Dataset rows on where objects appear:

— Begin —

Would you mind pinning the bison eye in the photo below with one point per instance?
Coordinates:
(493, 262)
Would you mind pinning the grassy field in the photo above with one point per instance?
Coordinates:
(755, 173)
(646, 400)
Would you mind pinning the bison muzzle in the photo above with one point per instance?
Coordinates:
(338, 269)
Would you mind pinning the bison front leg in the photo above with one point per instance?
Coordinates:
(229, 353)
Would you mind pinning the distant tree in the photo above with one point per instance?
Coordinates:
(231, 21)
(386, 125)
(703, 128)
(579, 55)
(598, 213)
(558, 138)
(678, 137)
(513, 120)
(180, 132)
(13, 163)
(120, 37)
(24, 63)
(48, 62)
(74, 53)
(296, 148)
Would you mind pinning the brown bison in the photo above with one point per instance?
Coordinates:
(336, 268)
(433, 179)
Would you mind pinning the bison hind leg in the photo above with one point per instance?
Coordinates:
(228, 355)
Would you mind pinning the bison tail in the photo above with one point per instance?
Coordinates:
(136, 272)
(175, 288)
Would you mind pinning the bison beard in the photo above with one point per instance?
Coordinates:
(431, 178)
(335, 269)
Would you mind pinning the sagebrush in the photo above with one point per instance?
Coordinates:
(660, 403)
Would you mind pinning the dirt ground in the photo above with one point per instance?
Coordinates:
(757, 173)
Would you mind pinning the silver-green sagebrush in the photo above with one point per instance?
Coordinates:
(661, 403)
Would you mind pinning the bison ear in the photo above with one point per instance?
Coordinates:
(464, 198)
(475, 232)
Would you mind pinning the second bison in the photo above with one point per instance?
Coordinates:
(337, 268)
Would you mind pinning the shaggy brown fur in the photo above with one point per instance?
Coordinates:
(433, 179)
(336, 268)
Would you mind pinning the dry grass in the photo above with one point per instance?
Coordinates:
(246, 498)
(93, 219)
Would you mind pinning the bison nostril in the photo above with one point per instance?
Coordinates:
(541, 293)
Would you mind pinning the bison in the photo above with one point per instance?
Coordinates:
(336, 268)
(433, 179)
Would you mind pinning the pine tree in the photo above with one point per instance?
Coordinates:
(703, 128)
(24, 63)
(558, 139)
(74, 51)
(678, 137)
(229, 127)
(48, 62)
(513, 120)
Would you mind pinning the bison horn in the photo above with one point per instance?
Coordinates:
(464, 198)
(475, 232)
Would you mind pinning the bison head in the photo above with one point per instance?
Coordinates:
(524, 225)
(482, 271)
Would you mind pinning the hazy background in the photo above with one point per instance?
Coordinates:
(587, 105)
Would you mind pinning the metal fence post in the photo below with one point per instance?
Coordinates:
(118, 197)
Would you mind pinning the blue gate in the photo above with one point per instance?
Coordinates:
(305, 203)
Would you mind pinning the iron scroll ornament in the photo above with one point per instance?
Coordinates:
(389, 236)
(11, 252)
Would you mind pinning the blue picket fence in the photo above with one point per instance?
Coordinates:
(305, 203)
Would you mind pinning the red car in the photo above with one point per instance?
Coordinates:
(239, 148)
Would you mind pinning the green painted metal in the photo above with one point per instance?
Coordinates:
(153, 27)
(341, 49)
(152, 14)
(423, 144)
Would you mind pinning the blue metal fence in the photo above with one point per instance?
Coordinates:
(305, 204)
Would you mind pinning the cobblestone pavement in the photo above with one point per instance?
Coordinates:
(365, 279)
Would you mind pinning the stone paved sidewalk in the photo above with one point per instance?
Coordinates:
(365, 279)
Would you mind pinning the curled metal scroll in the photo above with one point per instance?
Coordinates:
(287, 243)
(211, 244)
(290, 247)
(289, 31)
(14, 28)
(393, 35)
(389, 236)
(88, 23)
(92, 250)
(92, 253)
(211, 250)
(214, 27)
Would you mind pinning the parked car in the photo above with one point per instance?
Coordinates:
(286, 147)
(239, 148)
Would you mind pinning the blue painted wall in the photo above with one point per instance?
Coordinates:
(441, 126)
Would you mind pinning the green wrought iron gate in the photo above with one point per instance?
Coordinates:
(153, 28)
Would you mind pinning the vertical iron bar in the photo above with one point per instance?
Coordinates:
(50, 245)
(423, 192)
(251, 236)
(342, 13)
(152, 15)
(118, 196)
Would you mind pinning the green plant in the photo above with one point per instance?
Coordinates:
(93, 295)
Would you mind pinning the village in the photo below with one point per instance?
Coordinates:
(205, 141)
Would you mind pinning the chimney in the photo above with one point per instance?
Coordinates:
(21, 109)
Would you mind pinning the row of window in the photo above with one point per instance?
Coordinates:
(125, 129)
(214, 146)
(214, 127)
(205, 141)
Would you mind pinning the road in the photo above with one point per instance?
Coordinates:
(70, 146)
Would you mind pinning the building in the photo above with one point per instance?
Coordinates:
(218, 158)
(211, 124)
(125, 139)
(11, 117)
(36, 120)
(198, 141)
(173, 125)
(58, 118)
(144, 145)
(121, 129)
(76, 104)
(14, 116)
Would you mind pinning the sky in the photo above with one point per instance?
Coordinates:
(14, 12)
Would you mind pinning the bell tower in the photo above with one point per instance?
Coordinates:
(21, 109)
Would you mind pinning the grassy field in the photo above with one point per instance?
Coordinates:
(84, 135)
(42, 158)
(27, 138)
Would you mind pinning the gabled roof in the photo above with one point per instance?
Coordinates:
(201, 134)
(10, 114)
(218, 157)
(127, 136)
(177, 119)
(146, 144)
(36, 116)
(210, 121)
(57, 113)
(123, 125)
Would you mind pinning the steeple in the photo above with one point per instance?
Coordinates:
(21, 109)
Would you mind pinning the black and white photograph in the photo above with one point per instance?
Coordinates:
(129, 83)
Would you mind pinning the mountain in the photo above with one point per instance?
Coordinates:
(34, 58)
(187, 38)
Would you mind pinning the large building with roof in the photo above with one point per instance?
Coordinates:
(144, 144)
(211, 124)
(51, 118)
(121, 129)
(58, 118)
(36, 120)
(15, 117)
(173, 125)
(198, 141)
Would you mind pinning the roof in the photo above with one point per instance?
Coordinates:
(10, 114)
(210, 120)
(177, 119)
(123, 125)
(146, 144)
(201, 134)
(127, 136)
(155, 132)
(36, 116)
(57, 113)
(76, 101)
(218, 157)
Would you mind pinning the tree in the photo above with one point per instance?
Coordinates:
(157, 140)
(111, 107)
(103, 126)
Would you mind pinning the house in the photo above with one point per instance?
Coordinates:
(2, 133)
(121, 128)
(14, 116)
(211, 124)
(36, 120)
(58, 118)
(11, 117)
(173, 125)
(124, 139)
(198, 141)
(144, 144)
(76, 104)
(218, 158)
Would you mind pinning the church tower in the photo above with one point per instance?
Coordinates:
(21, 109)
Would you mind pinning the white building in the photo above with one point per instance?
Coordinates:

— End —

TASK DESCRIPTION: Write the lines out verbatim, from the one with "Would you mind pinning the bell" through the last line of the entries, and stop there.

RESULT OF THE TASK:
Would you mind pinning the bell tower in the photo above with one point per instance?
Coordinates:
(21, 109)
Would you mind pinning the grassy field in the photo above with one point per instance?
Coordinates:
(84, 135)
(42, 158)
(27, 138)
Would you mind pinning the gabled roof in the photo above with one point per instance?
Coordinates:
(201, 134)
(10, 114)
(218, 157)
(127, 136)
(177, 119)
(146, 144)
(36, 116)
(210, 121)
(57, 113)
(123, 125)
Would you mind pinning the steeple in the photo above with one point per instance?
Coordinates:
(21, 109)
Would you mind pinning the black and white photograph in the photo above with one point per instance?
Coordinates:
(129, 83)
Would you mind pinning the mountain in the photo above with one point per instance?
Coordinates:
(34, 58)
(187, 38)
Would you mind pinning the large building with roof in the photo above with one point per instance?
Coordinates:
(144, 144)
(211, 124)
(51, 118)
(121, 129)
(58, 118)
(36, 120)
(15, 117)
(173, 125)
(198, 141)
Would you mind pinning the roof in the photo above with one point per instance?
Coordinates:
(10, 114)
(210, 120)
(177, 119)
(123, 125)
(146, 144)
(201, 134)
(127, 136)
(155, 132)
(36, 116)
(57, 113)
(76, 101)
(218, 157)
Would you mind pinning the tree in the photo above with one point per instance?
Coordinates:
(157, 140)
(111, 107)
(103, 126)
Would you mind pinning the house in the photo above with one point per instance?
Coordinates:
(2, 133)
(121, 128)
(14, 116)
(211, 124)
(36, 120)
(58, 118)
(11, 117)
(173, 125)
(124, 139)
(198, 141)
(144, 144)
(76, 104)
(218, 158)
Would you mind pinning the church tower in the photo above with one point per instance?
Coordinates:
(21, 109)
Would you mind pinning the white building in the photo above with one point per instance?
Coordinates:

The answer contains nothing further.